Set task:
Retype the part of the items that opens with the line containing "Identify the crushed" and closes with the line containing "(712, 1056)", both lines included.
—————
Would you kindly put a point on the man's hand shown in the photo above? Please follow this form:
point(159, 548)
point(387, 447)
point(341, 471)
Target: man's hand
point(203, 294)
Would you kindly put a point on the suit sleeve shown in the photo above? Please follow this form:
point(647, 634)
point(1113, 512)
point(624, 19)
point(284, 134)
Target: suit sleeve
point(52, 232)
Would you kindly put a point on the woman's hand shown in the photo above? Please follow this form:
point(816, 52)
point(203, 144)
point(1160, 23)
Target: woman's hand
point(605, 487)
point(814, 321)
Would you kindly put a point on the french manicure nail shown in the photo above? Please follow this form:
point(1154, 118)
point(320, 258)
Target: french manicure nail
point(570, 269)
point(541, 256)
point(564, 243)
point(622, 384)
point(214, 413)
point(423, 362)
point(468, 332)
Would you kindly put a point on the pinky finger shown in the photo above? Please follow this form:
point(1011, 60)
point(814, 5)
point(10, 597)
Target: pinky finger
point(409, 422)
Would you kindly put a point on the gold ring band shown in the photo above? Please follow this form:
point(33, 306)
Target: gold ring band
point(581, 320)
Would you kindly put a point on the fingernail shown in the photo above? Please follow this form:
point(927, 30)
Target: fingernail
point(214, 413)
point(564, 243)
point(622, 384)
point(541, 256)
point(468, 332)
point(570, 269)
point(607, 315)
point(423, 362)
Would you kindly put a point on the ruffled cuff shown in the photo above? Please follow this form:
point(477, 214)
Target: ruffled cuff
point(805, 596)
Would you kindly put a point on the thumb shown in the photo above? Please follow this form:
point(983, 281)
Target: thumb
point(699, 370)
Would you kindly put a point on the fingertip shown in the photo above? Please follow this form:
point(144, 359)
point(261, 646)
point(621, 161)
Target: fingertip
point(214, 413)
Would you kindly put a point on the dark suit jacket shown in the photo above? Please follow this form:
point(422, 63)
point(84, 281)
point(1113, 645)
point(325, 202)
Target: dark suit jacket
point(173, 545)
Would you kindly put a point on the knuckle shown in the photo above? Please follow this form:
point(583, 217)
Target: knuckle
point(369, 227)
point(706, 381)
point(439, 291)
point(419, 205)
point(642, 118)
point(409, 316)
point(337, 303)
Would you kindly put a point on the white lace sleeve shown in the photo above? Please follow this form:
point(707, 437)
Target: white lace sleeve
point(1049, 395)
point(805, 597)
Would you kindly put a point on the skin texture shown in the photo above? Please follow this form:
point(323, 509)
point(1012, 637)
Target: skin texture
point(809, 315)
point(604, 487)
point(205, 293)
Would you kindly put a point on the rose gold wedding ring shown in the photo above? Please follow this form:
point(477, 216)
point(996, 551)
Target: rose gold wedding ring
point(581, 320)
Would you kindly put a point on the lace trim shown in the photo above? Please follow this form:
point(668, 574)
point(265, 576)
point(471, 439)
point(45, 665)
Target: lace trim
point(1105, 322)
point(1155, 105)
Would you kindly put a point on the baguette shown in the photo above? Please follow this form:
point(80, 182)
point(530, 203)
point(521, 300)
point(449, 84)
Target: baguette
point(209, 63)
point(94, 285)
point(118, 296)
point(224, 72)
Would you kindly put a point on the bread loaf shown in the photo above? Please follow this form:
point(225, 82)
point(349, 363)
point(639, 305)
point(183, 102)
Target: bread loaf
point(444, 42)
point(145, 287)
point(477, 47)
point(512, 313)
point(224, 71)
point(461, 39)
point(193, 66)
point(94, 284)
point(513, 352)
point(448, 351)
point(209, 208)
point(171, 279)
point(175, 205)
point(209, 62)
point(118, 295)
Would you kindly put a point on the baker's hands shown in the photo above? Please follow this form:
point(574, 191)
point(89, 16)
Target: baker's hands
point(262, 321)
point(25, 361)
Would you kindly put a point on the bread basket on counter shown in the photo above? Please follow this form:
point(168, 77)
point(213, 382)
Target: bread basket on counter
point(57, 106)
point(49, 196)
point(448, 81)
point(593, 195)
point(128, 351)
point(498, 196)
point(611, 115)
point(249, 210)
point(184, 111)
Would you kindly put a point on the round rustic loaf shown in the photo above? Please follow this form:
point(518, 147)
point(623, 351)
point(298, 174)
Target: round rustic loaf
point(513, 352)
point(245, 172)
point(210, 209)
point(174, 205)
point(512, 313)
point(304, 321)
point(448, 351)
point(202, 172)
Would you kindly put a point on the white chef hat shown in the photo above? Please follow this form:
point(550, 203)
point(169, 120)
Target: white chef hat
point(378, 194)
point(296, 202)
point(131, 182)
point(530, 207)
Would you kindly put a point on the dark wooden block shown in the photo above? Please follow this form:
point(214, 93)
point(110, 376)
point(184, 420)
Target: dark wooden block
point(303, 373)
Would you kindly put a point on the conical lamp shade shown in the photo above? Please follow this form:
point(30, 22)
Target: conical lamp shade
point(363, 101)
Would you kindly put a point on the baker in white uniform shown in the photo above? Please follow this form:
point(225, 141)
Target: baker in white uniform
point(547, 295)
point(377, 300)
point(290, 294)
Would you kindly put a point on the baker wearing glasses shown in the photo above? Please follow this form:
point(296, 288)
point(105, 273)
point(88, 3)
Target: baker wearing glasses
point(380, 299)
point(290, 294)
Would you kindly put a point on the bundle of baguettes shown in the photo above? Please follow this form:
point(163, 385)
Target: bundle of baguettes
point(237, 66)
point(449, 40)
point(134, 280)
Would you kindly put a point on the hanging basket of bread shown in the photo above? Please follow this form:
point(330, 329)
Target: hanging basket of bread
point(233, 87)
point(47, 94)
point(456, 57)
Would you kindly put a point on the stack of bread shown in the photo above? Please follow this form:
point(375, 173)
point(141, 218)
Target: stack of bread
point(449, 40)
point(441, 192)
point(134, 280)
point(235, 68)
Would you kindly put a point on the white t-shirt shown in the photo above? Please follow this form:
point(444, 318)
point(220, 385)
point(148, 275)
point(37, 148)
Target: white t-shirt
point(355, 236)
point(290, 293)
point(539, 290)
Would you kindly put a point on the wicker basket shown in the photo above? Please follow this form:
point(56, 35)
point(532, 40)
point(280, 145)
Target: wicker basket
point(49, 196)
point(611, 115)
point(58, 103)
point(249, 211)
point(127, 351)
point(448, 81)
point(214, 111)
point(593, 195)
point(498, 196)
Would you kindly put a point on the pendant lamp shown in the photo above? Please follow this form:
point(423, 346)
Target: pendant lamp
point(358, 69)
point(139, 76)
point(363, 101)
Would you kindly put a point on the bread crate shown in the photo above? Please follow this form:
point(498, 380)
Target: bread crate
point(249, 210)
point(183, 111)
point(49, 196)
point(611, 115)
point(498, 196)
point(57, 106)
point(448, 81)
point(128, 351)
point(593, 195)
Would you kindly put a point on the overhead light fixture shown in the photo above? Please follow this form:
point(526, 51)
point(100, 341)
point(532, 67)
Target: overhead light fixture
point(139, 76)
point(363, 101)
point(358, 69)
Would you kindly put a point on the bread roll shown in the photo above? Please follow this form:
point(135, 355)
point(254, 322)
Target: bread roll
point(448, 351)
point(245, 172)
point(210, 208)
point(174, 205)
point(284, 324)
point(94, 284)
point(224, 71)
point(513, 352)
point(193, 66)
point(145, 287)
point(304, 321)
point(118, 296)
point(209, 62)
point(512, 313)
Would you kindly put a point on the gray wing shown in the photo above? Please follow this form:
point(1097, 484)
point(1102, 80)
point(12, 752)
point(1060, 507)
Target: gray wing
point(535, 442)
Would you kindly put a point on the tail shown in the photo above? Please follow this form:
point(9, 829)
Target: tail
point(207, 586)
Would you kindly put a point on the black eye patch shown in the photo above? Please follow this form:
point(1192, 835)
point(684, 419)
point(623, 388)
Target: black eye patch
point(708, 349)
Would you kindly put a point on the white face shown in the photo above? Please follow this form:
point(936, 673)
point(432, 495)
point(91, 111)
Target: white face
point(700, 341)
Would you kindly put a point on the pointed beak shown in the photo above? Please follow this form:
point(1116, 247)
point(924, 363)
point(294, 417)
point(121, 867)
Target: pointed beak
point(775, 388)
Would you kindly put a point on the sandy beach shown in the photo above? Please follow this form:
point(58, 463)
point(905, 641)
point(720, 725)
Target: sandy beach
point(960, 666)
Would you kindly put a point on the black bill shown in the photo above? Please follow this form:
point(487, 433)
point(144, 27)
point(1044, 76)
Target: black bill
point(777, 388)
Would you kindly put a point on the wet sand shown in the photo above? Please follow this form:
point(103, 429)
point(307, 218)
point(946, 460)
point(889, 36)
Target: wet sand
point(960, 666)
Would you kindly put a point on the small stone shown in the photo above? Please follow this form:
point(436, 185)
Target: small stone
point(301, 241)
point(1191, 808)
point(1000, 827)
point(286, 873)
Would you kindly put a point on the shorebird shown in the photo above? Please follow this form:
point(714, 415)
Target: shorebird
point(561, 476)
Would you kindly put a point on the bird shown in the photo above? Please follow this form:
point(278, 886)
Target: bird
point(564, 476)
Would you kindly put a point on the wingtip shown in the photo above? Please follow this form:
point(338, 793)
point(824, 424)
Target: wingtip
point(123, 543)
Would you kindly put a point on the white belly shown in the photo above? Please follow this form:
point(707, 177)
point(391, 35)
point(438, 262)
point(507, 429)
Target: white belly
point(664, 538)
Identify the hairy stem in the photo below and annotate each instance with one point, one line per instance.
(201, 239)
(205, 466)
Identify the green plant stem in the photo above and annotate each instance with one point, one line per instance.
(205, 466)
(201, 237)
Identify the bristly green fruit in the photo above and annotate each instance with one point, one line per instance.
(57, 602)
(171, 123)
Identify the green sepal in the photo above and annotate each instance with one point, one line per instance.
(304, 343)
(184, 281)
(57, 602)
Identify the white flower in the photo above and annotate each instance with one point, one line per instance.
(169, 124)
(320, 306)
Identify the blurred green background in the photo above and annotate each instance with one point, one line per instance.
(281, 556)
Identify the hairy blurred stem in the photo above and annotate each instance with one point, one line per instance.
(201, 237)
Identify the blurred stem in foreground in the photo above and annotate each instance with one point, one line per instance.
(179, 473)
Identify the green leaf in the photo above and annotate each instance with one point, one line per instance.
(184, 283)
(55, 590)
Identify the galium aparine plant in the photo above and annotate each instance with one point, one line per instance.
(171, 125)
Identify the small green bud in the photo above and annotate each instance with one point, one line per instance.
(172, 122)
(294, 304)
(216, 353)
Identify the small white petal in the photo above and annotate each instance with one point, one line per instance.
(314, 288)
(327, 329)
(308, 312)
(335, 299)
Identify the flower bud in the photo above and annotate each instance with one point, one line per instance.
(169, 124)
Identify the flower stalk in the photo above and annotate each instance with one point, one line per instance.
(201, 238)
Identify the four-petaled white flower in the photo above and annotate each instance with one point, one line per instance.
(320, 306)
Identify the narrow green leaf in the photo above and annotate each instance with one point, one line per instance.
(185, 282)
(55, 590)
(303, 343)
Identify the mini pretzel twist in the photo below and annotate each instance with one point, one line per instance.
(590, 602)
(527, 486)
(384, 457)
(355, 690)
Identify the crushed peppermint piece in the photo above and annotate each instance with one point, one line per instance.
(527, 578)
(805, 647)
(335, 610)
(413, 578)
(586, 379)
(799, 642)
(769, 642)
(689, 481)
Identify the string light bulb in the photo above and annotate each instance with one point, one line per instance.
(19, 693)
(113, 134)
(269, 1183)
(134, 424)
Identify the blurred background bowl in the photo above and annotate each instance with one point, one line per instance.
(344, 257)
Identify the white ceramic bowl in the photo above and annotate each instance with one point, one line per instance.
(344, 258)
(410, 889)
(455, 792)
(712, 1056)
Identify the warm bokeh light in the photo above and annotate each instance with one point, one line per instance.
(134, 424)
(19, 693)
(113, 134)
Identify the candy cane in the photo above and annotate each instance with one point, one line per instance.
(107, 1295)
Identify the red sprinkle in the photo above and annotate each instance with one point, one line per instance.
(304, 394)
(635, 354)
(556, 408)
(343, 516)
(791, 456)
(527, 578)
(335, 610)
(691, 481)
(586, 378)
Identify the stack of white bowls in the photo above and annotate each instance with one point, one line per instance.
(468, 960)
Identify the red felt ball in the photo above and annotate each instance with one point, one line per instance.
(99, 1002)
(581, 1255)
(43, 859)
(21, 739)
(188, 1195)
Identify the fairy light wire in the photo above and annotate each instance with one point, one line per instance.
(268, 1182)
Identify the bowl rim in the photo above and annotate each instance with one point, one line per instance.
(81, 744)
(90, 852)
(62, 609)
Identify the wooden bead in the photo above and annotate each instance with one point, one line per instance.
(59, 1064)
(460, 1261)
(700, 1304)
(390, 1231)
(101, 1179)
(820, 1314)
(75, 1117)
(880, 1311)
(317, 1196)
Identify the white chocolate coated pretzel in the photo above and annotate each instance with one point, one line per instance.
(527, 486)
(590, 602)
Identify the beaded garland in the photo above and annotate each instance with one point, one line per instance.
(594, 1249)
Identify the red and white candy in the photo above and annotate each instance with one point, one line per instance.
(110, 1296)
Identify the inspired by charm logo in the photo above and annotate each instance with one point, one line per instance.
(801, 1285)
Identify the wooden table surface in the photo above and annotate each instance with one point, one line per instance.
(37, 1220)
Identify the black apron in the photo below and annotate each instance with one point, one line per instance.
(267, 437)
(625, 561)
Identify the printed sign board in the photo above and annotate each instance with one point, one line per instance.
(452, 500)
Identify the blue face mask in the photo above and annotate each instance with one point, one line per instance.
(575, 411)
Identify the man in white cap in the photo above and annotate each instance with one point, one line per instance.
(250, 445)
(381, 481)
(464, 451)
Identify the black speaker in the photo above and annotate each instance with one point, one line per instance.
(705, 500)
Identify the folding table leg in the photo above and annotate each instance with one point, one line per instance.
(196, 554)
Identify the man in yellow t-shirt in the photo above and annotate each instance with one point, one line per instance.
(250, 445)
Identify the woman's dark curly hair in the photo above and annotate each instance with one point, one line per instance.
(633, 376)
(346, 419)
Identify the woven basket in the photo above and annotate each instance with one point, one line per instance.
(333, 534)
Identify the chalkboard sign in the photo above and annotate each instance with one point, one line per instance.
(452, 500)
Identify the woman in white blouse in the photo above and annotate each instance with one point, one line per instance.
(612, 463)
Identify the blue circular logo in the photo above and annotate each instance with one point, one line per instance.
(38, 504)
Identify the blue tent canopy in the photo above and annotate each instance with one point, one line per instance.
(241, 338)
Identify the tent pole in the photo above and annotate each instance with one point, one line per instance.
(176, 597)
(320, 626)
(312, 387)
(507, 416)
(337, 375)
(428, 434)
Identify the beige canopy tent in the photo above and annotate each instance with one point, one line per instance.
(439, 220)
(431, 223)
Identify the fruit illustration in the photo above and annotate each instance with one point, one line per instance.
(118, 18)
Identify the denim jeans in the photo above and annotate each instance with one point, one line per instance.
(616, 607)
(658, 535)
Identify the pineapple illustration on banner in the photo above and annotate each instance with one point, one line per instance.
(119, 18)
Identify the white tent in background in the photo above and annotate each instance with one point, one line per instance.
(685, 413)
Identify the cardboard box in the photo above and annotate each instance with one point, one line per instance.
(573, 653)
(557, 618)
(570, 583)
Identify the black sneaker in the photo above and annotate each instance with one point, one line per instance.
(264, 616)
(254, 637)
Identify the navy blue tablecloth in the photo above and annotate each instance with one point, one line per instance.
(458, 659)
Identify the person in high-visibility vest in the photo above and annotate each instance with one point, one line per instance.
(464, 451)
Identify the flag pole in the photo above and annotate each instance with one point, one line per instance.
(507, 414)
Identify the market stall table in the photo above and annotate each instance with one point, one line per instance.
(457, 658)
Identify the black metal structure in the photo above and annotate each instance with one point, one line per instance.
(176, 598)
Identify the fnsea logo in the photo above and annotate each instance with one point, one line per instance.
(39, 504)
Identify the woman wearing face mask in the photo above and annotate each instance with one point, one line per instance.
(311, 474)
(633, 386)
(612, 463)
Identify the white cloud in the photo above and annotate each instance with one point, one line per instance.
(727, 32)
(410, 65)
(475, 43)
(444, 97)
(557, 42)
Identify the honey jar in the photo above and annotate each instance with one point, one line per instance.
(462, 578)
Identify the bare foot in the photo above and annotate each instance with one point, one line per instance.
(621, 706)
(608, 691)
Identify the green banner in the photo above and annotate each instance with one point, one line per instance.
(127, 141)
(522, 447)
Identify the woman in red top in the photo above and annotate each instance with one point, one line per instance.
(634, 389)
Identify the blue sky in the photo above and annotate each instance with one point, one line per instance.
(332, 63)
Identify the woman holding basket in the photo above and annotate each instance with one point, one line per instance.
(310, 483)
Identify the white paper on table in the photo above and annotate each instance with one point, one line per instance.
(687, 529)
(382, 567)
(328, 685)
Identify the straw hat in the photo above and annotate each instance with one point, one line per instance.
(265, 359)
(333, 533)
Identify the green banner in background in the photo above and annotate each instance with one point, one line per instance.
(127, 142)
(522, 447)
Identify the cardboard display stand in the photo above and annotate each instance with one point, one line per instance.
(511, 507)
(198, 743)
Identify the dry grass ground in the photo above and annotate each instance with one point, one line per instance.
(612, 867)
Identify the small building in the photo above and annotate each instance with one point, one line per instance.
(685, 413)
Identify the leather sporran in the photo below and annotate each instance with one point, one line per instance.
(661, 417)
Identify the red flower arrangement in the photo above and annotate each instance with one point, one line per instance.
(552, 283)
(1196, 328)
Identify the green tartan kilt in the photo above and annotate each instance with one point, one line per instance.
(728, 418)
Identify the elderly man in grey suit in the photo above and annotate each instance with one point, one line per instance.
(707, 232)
—————
Reply:
Identify the crushed peppermint piece in the photo above and annotate each instance with one point, one line per instance.
(527, 578)
(805, 647)
(335, 610)
(413, 578)
(586, 379)
(799, 642)
(769, 642)
(689, 481)
Identify the string light bulb in the photo above and annotate each instance with one point, one line per instance.
(19, 693)
(113, 134)
(269, 1183)
(134, 424)
Identify the blurred background bowl in the photo above and annotate each instance with one point, one line per instance.
(344, 257)
Identify the white ceramic bowl in the photo above and annotate each instance with one point, one line per instance.
(344, 258)
(410, 889)
(455, 792)
(712, 1056)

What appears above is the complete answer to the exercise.